:: Available records
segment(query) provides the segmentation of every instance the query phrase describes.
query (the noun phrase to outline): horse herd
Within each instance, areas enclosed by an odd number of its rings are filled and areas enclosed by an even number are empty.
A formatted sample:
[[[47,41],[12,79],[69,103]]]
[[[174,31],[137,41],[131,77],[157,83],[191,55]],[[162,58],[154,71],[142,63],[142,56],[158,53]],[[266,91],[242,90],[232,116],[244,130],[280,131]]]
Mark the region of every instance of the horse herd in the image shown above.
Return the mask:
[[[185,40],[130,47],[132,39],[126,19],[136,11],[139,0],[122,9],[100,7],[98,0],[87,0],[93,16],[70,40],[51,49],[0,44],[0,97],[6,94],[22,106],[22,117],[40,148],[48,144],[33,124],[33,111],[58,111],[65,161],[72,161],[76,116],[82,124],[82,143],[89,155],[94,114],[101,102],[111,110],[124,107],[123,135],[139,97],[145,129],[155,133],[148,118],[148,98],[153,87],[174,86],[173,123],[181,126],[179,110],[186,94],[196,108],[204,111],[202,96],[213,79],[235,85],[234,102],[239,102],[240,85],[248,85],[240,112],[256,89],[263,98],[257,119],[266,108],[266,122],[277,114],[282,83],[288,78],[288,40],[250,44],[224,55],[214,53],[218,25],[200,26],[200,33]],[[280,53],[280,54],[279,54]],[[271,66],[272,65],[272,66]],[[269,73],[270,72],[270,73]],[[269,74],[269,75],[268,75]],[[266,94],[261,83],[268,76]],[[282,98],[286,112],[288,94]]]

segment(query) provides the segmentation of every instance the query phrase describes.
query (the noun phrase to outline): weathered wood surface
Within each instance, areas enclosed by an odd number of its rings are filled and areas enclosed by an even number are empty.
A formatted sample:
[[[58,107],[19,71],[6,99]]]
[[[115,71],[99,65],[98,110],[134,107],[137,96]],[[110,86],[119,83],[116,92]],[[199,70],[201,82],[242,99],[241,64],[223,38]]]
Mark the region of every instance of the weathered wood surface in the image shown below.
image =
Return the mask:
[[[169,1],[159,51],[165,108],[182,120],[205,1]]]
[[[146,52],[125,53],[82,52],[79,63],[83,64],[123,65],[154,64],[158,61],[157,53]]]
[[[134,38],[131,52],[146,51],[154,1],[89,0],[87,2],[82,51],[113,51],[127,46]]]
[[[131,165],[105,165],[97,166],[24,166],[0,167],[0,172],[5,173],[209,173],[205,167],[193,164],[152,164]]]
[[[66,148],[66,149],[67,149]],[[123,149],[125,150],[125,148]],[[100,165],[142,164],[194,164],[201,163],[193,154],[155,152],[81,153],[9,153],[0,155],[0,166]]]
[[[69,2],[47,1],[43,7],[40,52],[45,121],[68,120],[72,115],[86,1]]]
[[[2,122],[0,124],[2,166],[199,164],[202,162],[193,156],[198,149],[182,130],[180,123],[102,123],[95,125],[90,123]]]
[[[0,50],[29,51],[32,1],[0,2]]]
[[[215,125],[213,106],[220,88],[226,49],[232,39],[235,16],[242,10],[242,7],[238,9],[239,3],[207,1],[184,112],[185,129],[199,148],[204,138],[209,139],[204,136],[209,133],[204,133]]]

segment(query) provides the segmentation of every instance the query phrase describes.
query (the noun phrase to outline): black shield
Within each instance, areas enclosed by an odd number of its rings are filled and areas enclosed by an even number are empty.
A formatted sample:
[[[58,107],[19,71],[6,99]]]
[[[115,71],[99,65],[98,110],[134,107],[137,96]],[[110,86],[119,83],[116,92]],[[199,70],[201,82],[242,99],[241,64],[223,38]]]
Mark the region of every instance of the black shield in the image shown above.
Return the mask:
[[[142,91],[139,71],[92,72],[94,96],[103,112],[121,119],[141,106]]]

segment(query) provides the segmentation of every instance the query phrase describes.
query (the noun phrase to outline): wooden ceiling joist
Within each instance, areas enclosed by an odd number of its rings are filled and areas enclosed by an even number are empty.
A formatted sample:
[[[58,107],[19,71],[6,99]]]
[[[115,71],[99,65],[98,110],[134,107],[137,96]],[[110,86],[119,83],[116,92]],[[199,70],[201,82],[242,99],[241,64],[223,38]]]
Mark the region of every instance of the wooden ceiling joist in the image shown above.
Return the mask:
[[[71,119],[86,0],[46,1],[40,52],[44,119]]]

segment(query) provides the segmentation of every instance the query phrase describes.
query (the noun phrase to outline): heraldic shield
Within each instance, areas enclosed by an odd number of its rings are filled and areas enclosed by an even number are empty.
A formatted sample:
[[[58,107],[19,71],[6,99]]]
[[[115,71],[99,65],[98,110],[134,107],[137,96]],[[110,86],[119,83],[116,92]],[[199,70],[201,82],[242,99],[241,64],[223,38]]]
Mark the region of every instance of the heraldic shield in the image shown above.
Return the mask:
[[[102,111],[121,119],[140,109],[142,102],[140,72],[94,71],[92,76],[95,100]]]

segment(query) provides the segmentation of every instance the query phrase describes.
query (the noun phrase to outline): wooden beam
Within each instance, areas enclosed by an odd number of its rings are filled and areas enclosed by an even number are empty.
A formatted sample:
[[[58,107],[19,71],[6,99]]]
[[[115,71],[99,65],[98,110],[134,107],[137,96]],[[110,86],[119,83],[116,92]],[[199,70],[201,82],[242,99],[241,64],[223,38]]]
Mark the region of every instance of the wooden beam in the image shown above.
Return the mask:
::::
Exercise objective:
State how many of the lines above contain the word "noun", treating uppercase and lowercase letters as distinct. Give only the number.

Solution to this task:
6